There's maybe a slow trend towards "that's not true, you should know better than to trust AI for that sort of question" in discussions when someone says something like "I asked AI how [xyz was done]" but it's definitely not enough yet to keep anyone from going to it as their first option for answering a question.

neutronicus|2 months ago

Anyone involved in government procurement loves AI, irrespective of what it even is, for the simple fact that they get to pointedly ask every single tech vendor for evidence that they have "leveraged efficiency gains from AI" in the form of a lower bid.

At least, that's my wife's experience working on a contract with a state government at a big tech vendor.

kg|2 months ago

EDIT: Removed part of my post that pissed people off for some reason. shrug

It makes a lot of sense that someone casually coming in to use chatgpt for 30 minutes a week doesn't have any reason to think more deeply about what using that tool 'means' or where it came from. Honestly, they shouldn't have to think about it.

tokioyoyo|2 months ago

It’s one of those “people hate noticing AI-generated stuff, but everyone and their mom is using ChatGPT to make their works easier”. There are a lot of vocal boosters and vocal anti-boosters, but the general population is using it in a Google fashion and move on. Not everyone is thinking about AI-apocalypse every day.

Personally, I’m in-between the opinions. I hate when I’m consuming AI-generated stuff, but can see the use for myself for work or asking bunch of not-so-important questions to get general idea of stuff.

IAmBroom|2 months ago

Most of my FB contacts are not in tech. It is overwhelming viewed as a negative by them. To be clearer: I'm counting anyone who posts AI-generated pictures on FB as implicitly being pro-AI; if we neglect this portion the only non-negative posts about AI would be highly qualified "in some special cases it is useful" statements.

_Records from a collection:_
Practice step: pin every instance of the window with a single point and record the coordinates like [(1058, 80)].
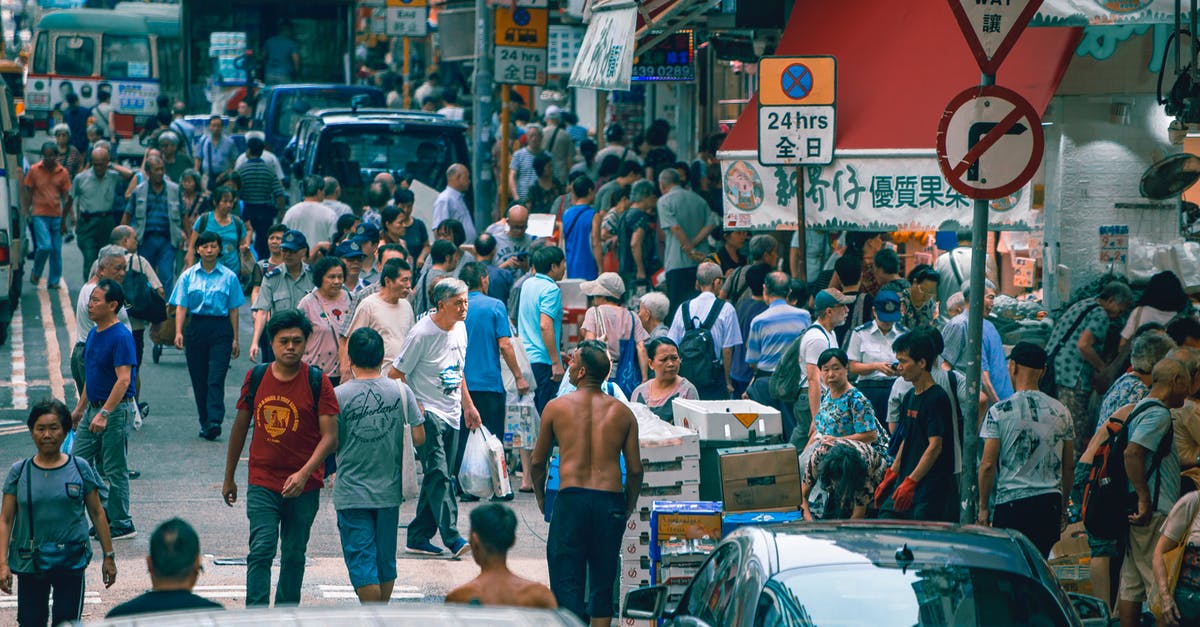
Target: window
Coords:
[(75, 55), (42, 54), (125, 57), (916, 596)]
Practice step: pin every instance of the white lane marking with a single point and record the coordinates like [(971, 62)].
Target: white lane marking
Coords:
[(17, 342), (69, 312), (53, 354)]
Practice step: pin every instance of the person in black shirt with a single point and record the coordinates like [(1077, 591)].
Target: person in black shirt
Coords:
[(923, 466), (174, 566)]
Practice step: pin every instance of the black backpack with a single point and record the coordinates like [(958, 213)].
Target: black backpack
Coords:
[(697, 348), (256, 377), (1107, 501)]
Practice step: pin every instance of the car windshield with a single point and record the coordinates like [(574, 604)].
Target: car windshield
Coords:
[(873, 595), (359, 153), (293, 105)]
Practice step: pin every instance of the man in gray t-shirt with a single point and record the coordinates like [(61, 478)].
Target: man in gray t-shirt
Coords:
[(370, 447)]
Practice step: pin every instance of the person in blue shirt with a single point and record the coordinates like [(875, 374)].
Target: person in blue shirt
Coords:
[(210, 292), (489, 340), (581, 232), (540, 321)]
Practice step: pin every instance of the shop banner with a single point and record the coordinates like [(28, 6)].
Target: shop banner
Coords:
[(863, 191), (606, 58), (1103, 12)]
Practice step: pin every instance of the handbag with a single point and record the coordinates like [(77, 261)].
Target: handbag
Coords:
[(1047, 383), (144, 302), (49, 556), (1174, 562)]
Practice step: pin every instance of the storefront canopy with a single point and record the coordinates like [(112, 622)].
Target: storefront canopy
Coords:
[(897, 72)]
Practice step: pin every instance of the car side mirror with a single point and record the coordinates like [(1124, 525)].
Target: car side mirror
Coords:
[(646, 603), (1091, 610)]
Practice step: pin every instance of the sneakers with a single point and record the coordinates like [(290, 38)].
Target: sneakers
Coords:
[(459, 548), (424, 548)]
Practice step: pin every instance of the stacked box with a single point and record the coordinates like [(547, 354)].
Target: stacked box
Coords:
[(671, 472)]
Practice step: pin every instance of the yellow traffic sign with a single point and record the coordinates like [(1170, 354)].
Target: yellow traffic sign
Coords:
[(523, 28), (789, 81)]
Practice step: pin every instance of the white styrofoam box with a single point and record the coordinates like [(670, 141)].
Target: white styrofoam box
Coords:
[(671, 473), (670, 449), (573, 293), (679, 491), (635, 545), (730, 419)]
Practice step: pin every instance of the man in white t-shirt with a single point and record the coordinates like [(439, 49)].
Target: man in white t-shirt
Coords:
[(432, 362), (312, 216), (831, 310), (387, 311)]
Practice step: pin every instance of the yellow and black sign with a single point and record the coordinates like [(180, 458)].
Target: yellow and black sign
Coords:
[(522, 28)]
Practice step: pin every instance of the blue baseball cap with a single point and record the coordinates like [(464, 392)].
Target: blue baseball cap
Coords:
[(348, 249), (294, 240), (367, 231), (887, 306)]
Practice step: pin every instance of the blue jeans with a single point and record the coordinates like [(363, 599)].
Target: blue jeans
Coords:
[(157, 250), (283, 521), (48, 234), (107, 452)]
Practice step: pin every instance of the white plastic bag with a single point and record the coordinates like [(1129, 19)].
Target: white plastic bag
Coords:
[(475, 475), (497, 466)]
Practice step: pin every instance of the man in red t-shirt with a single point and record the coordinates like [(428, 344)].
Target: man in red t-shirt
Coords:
[(293, 435), (47, 207)]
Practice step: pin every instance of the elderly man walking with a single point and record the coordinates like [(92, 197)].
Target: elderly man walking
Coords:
[(94, 192), (432, 362)]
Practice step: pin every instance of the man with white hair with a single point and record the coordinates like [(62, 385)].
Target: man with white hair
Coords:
[(712, 378), (996, 383), (652, 310), (431, 362), (451, 203), (687, 221)]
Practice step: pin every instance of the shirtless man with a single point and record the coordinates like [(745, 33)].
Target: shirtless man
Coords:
[(493, 531), (592, 430)]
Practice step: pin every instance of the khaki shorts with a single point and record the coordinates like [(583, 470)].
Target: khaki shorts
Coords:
[(1137, 573)]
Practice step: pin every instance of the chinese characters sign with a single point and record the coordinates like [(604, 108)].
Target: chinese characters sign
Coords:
[(857, 193), (796, 109), (521, 40), (1115, 244)]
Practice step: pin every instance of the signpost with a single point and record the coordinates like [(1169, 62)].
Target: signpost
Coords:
[(797, 109), (406, 18), (991, 29), (989, 142), (522, 35)]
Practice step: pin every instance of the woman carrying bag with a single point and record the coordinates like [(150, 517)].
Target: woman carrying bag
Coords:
[(48, 501)]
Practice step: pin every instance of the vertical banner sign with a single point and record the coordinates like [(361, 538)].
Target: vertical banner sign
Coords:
[(993, 27), (797, 109), (406, 18), (522, 35)]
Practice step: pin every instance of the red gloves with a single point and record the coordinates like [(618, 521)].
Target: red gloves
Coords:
[(901, 501), (885, 488)]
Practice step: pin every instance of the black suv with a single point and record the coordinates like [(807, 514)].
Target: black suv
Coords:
[(354, 145)]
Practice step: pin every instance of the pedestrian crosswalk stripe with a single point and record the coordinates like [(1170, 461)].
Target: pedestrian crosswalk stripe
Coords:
[(17, 344)]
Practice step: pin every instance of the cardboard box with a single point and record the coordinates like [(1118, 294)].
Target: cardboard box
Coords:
[(732, 419), (677, 472), (733, 520), (756, 478)]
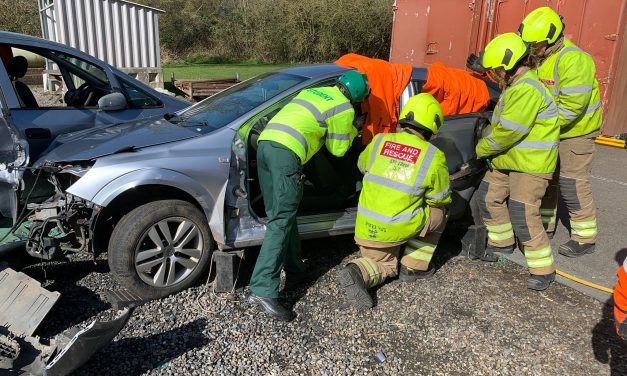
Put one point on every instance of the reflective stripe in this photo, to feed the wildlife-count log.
(593, 108)
(403, 217)
(439, 196)
(314, 111)
(389, 183)
(500, 236)
(568, 114)
(513, 126)
(418, 245)
(493, 143)
(555, 68)
(336, 110)
(424, 166)
(576, 89)
(292, 132)
(541, 262)
(544, 145)
(500, 228)
(375, 151)
(540, 253)
(339, 136)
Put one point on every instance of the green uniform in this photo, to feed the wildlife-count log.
(315, 117)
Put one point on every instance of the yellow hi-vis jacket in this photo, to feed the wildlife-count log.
(315, 117)
(403, 176)
(524, 133)
(569, 75)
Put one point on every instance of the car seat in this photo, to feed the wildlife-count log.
(16, 68)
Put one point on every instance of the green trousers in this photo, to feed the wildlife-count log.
(280, 180)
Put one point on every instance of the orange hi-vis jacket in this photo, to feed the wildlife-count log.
(620, 301)
(458, 91)
(387, 82)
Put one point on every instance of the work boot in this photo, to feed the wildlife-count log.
(492, 252)
(272, 307)
(575, 249)
(351, 280)
(410, 275)
(540, 282)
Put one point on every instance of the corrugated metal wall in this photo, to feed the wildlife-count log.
(123, 34)
(448, 30)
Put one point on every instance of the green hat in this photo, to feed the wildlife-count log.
(354, 85)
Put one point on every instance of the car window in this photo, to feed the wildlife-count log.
(136, 97)
(221, 109)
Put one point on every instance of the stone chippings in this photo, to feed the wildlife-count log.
(470, 318)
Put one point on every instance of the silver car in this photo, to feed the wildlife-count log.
(161, 195)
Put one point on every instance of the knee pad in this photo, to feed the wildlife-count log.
(519, 220)
(568, 187)
(482, 192)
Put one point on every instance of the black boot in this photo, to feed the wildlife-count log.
(492, 252)
(410, 275)
(351, 280)
(272, 307)
(540, 282)
(575, 249)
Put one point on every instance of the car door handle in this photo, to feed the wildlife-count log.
(38, 133)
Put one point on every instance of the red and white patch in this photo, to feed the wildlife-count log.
(400, 152)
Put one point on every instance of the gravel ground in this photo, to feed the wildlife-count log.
(471, 318)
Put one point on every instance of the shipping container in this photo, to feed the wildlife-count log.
(426, 31)
(122, 33)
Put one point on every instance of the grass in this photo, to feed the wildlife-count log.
(216, 71)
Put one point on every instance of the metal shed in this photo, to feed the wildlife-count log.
(426, 31)
(122, 33)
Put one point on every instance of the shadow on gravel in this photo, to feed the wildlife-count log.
(137, 355)
(607, 345)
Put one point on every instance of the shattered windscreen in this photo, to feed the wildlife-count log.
(221, 109)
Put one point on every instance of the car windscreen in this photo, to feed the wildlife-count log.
(221, 109)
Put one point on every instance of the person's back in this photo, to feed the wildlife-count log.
(400, 169)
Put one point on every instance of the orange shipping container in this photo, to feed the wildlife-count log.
(426, 31)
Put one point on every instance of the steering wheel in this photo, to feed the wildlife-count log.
(83, 96)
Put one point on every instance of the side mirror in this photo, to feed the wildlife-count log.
(113, 102)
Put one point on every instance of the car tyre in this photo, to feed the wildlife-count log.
(152, 263)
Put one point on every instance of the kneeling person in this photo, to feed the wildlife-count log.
(405, 191)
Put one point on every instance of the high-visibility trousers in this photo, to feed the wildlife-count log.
(510, 204)
(572, 180)
(380, 261)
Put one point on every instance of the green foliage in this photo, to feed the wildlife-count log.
(20, 16)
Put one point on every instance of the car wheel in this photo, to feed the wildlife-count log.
(160, 248)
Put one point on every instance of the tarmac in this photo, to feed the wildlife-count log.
(609, 186)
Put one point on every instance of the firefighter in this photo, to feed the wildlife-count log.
(403, 200)
(315, 117)
(568, 72)
(522, 149)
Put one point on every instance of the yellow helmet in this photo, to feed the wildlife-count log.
(504, 51)
(541, 25)
(422, 111)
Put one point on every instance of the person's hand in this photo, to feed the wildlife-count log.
(473, 63)
(359, 121)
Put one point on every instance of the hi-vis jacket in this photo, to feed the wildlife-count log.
(569, 75)
(315, 117)
(403, 176)
(524, 133)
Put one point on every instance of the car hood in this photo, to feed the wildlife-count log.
(97, 142)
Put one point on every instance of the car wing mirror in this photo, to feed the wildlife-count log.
(113, 102)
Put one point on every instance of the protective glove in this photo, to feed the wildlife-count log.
(473, 63)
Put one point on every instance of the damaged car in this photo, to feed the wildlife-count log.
(161, 195)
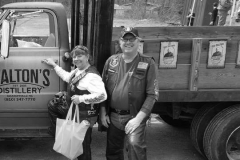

_PROBLEM REQUIREMENTS:_ Retype the entire forum thread on public attitudes toward AI, word for word. The listing bears no relation to the forum thread on public attitudes toward AI.

_ANSWER AREA:_
There's maybe a slow trend towards "that's not true, you should know better than to trust AI for that sort of question" in discussions when someone says something like "I asked AI how [xyz was done]" but it's definitely not enough yet to keep anyone from going to it as their first option for answering a question.

neutronicus|2 months ago

Anyone involved in government procurement loves AI, irrespective of what it even is, for the simple fact that they get to pointedly ask every single tech vendor for evidence that they have "leveraged efficiency gains from AI" in the form of a lower bid.

At least, that's my wife's experience working on a contract with a state government at a big tech vendor.

kg|2 months ago

EDIT: Removed part of my post that pissed people off for some reason. shrug

It makes a lot of sense that someone casually coming in to use chatgpt for 30 minutes a week doesn't have any reason to think more deeply about what using that tool 'means' or where it came from. Honestly, they shouldn't have to think about it.

tokioyoyo|2 months ago

It’s one of those “people hate noticing AI-generated stuff, but everyone and their mom is using ChatGPT to make their works easier”. There are a lot of vocal boosters and vocal anti-boosters, but the general population is using it in a Google fashion and move on. Not everyone is thinking about AI-apocalypse every day.

Personally, I’m in-between the opinions. I hate when I’m consuming AI-generated stuff, but can see the use for myself for work or asking bunch of not-so-important questions to get general idea of stuff.

IAmBroom|2 months ago

Most of my FB contacts are not in tech. It is overwhelming viewed as a negative by them. To be clearer: I'm counting anyone who posts AI-generated pictures on FB as implicitly being pro-AI; if we neglect this portion the only non-negative posts about AI would be highly qualified "in some special cases it is useful" statements.